Provided passage
* * * * * * *
I didn’t go to a specific, dedicated anger management program, just to a counselor who includes anger management with his other services. I found it very helpful, but be aware that it can be a long process. It took me several months to get to the state I wanted to be in. A big part of my anger was, I think, related to underlying depression. When I became a father, the things I used to count on to counteract my depression (time with my wife, sex, personal hobbies) largely vanished from my life, leaving me resentful and very short tempered. Going on antidepressants helped a lot. I don’t walk around all the time feeling like my bark has been stripped off.

Anyway, I would encourage you to consider both counseling and medication.

Best of luck to you and your son.

I’d echo Defensive Indifference’s and others’ sentiments. I go to a counselor with my husband - he has some challenges when it comes to reasonable expectations of our children and not getting mad at them the moment they fail to meet them. Originally he wanted to visit a therapist to learn how to “fix” our kids, but he’s the first to admit that he gets angry far too easily and too fast, and stays that way for quite some time, so the focus has turned more toward developing healthy relationships with our kids and finding a way to deal with everyday frustrations and emotions, including anger, in a healthy way.

I don’t think you can stress enough that this stuff can take time. I’d also recommend that your son and you (if he’s comfortable) speak with any therapist for a few minutes before a first session to make sure they’re someone he feels comfortable speaking to and taking advice from. The first therapist we talked to was nice and probably helpful to many people, but my husband is far more technical/scientific minded while she was very new agey, so he found it hard to talk with her or take her recommendations seriously. The therapist we see now is able to provide more detailed scientific reasons for her recommendations, which helps a lot. So find someone who can speak to your son on his level and prepare to be very patient.

Yeah, finding the right fit with your therapist is important. Like overlyverbose’s husband, I’m a techie, “fix it” kind of guy. My first therapist was really big on meditation. While I accept the value of it, I was just really having a hard time making it a priority. My current therapist was also a techie/scientist before becoming a therapist, so we relate well on that level. When he saw me not really getting into meditation, he moved on to other ideas instead of just pushing me to meditate more.
* * * * * * *
[Segmentation mask data]
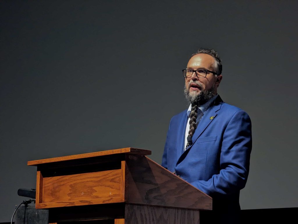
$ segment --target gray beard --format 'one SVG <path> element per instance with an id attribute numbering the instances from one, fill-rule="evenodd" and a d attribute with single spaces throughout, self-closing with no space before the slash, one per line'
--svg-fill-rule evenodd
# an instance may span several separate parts
<path id="1" fill-rule="evenodd" d="M 189 88 L 187 90 L 186 89 L 186 86 L 185 85 L 184 86 L 184 94 L 185 95 L 185 98 L 187 100 L 192 104 L 193 104 L 194 103 L 198 102 L 199 105 L 202 105 L 215 95 L 214 93 L 215 82 L 211 88 L 209 90 L 203 90 L 203 86 L 201 83 L 198 82 L 197 83 L 196 82 L 195 82 L 198 85 L 201 87 L 201 90 L 200 93 L 198 95 L 196 94 L 195 92 L 193 92 L 191 93 L 190 94 L 189 89 Z M 191 83 L 190 83 L 189 84 Z"/>

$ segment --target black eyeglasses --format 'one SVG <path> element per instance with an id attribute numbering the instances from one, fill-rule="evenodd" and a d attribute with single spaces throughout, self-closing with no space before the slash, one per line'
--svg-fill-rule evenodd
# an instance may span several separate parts
<path id="1" fill-rule="evenodd" d="M 193 75 L 193 72 L 195 72 L 195 75 L 198 78 L 205 78 L 207 73 L 211 72 L 214 75 L 217 75 L 217 73 L 212 71 L 209 71 L 207 69 L 198 69 L 198 70 L 193 70 L 192 69 L 183 69 L 182 72 L 183 73 L 183 76 L 184 78 L 189 78 Z"/>

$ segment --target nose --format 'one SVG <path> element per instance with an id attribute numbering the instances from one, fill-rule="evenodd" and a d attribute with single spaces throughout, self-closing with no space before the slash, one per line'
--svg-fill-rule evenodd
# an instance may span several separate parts
<path id="1" fill-rule="evenodd" d="M 197 76 L 197 74 L 195 73 L 196 72 L 195 71 L 193 71 L 193 74 L 192 74 L 191 76 L 190 77 L 190 78 L 193 80 L 198 80 L 199 79 L 199 78 L 198 78 L 198 76 Z"/>

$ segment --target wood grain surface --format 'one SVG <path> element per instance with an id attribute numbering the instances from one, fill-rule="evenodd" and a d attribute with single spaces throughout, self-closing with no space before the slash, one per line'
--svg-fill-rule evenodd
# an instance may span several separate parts
<path id="1" fill-rule="evenodd" d="M 128 224 L 199 224 L 200 211 L 176 208 L 127 204 Z"/>
<path id="2" fill-rule="evenodd" d="M 212 198 L 144 156 L 127 156 L 129 203 L 211 210 Z"/>
<path id="3" fill-rule="evenodd" d="M 28 166 L 37 166 L 40 164 L 54 162 L 55 162 L 66 161 L 74 159 L 79 159 L 85 158 L 100 156 L 103 156 L 109 155 L 125 153 L 140 155 L 151 155 L 151 151 L 150 150 L 147 150 L 145 149 L 141 149 L 135 148 L 124 148 L 118 149 L 107 150 L 100 152 L 95 152 L 85 153 L 78 155 L 67 156 L 62 156 L 61 157 L 57 157 L 50 159 L 44 159 L 29 161 L 28 162 L 27 164 Z"/>
<path id="4" fill-rule="evenodd" d="M 123 169 L 44 177 L 37 208 L 124 201 Z M 39 171 L 38 171 L 39 172 Z"/>
<path id="5" fill-rule="evenodd" d="M 125 220 L 124 219 L 115 219 L 114 223 L 114 224 L 125 224 Z"/>

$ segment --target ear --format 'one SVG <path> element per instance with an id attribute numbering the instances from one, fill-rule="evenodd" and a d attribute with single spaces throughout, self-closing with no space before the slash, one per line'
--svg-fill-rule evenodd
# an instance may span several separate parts
<path id="1" fill-rule="evenodd" d="M 216 76 L 216 80 L 215 81 L 215 84 L 218 87 L 219 86 L 219 84 L 221 83 L 221 79 L 222 79 L 222 78 L 223 76 L 221 75 L 219 75 Z"/>

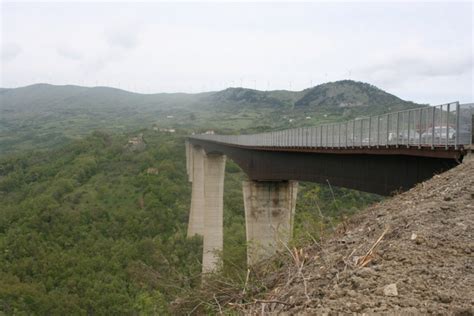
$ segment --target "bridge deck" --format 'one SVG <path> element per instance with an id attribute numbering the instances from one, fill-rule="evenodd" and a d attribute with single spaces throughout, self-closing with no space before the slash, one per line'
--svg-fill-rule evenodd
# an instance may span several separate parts
<path id="1" fill-rule="evenodd" d="M 474 104 L 454 102 L 313 127 L 190 139 L 262 150 L 446 156 L 443 149 L 472 146 L 473 114 Z"/>

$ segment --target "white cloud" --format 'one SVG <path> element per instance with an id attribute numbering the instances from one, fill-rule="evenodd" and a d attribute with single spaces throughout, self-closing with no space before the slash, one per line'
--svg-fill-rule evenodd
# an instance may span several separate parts
<path id="1" fill-rule="evenodd" d="M 414 101 L 472 99 L 468 3 L 10 3 L 3 9 L 3 40 L 18 49 L 2 48 L 9 62 L 0 85 L 301 90 L 350 78 Z"/>
<path id="2" fill-rule="evenodd" d="M 21 47 L 16 43 L 2 43 L 2 61 L 8 62 L 15 59 L 21 53 Z"/>
<path id="3" fill-rule="evenodd" d="M 66 59 L 81 60 L 83 58 L 83 54 L 80 50 L 72 48 L 69 45 L 58 47 L 56 51 L 60 56 Z"/>

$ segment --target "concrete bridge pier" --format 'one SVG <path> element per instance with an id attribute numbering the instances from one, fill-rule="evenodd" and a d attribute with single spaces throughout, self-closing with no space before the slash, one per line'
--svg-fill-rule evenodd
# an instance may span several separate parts
<path id="1" fill-rule="evenodd" d="M 297 181 L 244 181 L 247 263 L 283 250 L 293 232 Z"/>
<path id="2" fill-rule="evenodd" d="M 226 157 L 206 154 L 203 148 L 186 144 L 187 171 L 192 182 L 188 237 L 203 236 L 203 273 L 218 268 L 224 243 L 224 173 Z"/>

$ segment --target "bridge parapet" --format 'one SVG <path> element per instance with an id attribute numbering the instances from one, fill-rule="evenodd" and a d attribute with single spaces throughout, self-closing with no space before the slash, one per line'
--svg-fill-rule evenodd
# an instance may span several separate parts
<path id="1" fill-rule="evenodd" d="M 251 147 L 459 149 L 472 146 L 473 114 L 474 103 L 452 102 L 313 127 L 190 138 Z"/>

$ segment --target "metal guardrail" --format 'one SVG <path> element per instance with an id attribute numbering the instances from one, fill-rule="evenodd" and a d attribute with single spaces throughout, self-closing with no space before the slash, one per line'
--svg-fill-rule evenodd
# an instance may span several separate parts
<path id="1" fill-rule="evenodd" d="M 472 145 L 474 103 L 452 102 L 342 123 L 252 135 L 193 135 L 241 146 L 356 148 L 379 146 L 454 147 Z"/>

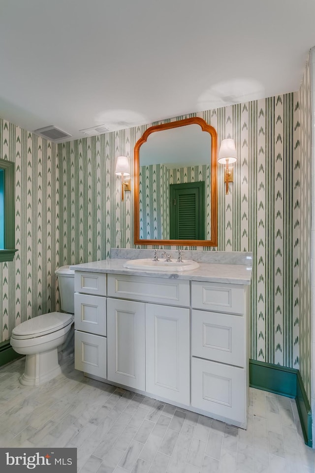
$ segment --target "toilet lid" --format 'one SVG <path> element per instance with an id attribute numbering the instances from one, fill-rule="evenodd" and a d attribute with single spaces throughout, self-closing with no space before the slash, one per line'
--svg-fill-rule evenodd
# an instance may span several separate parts
<path id="1" fill-rule="evenodd" d="M 68 325 L 73 320 L 71 314 L 51 312 L 38 315 L 17 325 L 12 332 L 13 337 L 32 338 L 56 332 Z"/>

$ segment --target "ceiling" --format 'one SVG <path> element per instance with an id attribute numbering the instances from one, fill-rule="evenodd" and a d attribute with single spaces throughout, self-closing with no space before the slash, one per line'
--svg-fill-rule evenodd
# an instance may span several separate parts
<path id="1" fill-rule="evenodd" d="M 0 117 L 73 139 L 296 91 L 315 20 L 314 0 L 0 0 Z"/>

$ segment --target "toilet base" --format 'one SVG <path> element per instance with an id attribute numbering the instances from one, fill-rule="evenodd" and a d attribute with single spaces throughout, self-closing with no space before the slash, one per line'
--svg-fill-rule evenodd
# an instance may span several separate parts
<path id="1" fill-rule="evenodd" d="M 25 371 L 19 380 L 21 384 L 26 386 L 38 386 L 52 379 L 61 372 L 56 347 L 48 351 L 27 355 Z"/>

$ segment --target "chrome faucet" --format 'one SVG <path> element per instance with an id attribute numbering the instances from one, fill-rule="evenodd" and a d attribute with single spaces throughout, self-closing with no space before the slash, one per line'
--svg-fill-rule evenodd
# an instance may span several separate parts
<path id="1" fill-rule="evenodd" d="M 177 262 L 181 263 L 183 261 L 182 259 L 182 253 L 183 252 L 182 250 L 178 250 L 177 252 L 178 253 L 178 258 L 177 258 Z"/>
<path id="2" fill-rule="evenodd" d="M 172 261 L 172 260 L 171 259 L 171 255 L 170 255 L 170 254 L 169 254 L 169 253 L 166 253 L 166 252 L 162 252 L 162 254 L 161 255 L 161 258 L 162 258 L 162 259 L 163 259 L 164 254 L 165 254 L 165 255 L 166 257 L 166 259 L 165 259 L 165 261 Z"/>
<path id="3" fill-rule="evenodd" d="M 152 261 L 158 261 L 158 250 L 153 250 L 153 252 L 154 252 L 154 255 L 153 255 L 153 259 L 152 260 Z"/>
* * * * * * *
Problem to work on
Answer these questions from the posts about anger management counseling above.
(a) How long did it take the first writer to reach the state they wanted to be in?
(b) Why did the husband find it hard to talk with the first therapist?
(c) What was the last writer's first therapist really big on?

Result of this exercise
(a) Several months.
(b) He is far more technical/scientific minded, while she was very new agey.
(c) Meditation.